* _GOAL_
Please render every line of the material below as a Markdown table with the columns Row and Line, numbering the rows and omitting blank lines. Leave the pictures out of the answer.

>> BEGIN RECORDED INFORMATION

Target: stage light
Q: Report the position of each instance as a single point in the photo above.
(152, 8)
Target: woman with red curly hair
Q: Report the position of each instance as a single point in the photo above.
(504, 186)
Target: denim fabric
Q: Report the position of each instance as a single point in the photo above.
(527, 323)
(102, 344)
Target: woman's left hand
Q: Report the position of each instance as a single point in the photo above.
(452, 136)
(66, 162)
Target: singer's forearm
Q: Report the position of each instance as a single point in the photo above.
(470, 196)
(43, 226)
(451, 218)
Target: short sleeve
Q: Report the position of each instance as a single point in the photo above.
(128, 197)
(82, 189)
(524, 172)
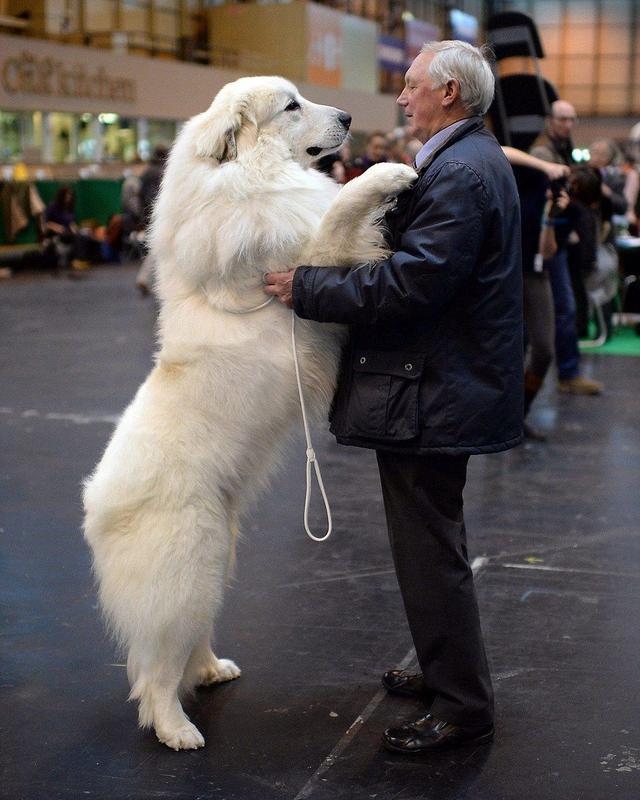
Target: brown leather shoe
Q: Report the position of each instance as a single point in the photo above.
(580, 385)
(404, 684)
(431, 733)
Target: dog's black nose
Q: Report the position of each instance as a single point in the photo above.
(345, 119)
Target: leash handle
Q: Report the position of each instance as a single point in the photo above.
(311, 456)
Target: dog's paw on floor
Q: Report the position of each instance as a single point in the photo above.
(219, 671)
(186, 737)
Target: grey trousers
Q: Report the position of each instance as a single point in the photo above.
(539, 320)
(423, 505)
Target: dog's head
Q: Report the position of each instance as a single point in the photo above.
(250, 110)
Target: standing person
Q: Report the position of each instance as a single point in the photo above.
(150, 181)
(557, 146)
(433, 374)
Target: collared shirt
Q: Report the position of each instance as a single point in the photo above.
(432, 144)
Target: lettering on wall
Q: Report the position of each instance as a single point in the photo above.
(27, 74)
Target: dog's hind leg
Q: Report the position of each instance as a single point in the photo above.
(174, 612)
(205, 668)
(156, 689)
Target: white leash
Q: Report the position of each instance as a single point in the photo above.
(311, 455)
(247, 310)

>> END RECORDED INFORMATION

* _SOLUTION TO THIS EXERCISE_
| Row | Line |
|---|---|
| 1 | Target: stage light |
| 2 | Q: Report the position of each instance as a single point in the photo above. |
| 3 | (152, 8) |
| 4 | Target: woman with red curly hair |
| 5 | Q: Report the position of each instance as a single point in the photo above. |
| 6 | (504, 186) |
| 7 | Target: denim fabric |
| 8 | Q: Report the position of each instance as a single point in the photo above. |
| 9 | (527, 323) |
| 10 | (102, 344) |
| 11 | Target: woman's left hand |
| 12 | Q: Report the position of each instance as a single point in the photo above. |
| 13 | (452, 136) |
| 14 | (66, 162) |
| 15 | Target: singer's forearm |
| 16 | Q: Report the position of each instance as a single point in the photo above. |
| 17 | (470, 196) |
| 18 | (43, 226) |
| 19 | (451, 218) |
| 20 | Target: short sleeve |
| 21 | Q: Report the position of each instance as a single point in the photo above. |
| 22 | (128, 197) |
| 23 | (82, 189) |
| 24 | (524, 172) |
| 25 | Target: brown leather shoe |
| 26 | Q: Report the position of each instance as a single point in the photo above. |
| 27 | (580, 385) |
| 28 | (404, 684) |
| 29 | (431, 733) |
| 30 | Target: dog's black nose |
| 31 | Q: Report the position of each instance as a single point in the photo above. |
| 32 | (345, 119) |
| 33 | Target: leash handle |
| 34 | Q: Report the position of each instance as a single point in the photo above. |
| 35 | (311, 456) |
| 36 | Target: dog's paw on floor |
| 37 | Q: Report the position of each instance as a single point in the photo above. |
| 38 | (219, 671) |
| 39 | (186, 737) |
| 40 | Target: grey trousers |
| 41 | Q: Report the position of each instance as a single point in the photo above. |
| 42 | (539, 320) |
| 43 | (423, 505) |
| 44 | Target: dog's head |
| 45 | Q: Report the position of each instance as a single point in the photo above. |
| 46 | (250, 110) |
| 47 | Target: standing person |
| 48 | Q: Report the position of each instance as a single point in the photo above. |
| 49 | (150, 181) |
| 50 | (557, 146) |
| 51 | (433, 374) |
| 52 | Target: collared shirt |
| 53 | Q: Report the position of each instance as a single point in the photo above. |
| 54 | (432, 144) |
| 55 | Target: lettering on wall |
| 56 | Q: Report the position of each instance as a single point in the photo above. |
| 57 | (27, 74) |
| 58 | Target: dog's hind leg |
| 59 | Q: Report the position of each instance as a single point in the photo above. |
| 60 | (174, 612) |
| 61 | (205, 668) |
| 62 | (156, 689) |
| 63 | Target: white leash |
| 64 | Q: Report the position of each instance as a single point in the photo above. |
| 65 | (311, 455) |
| 66 | (247, 310) |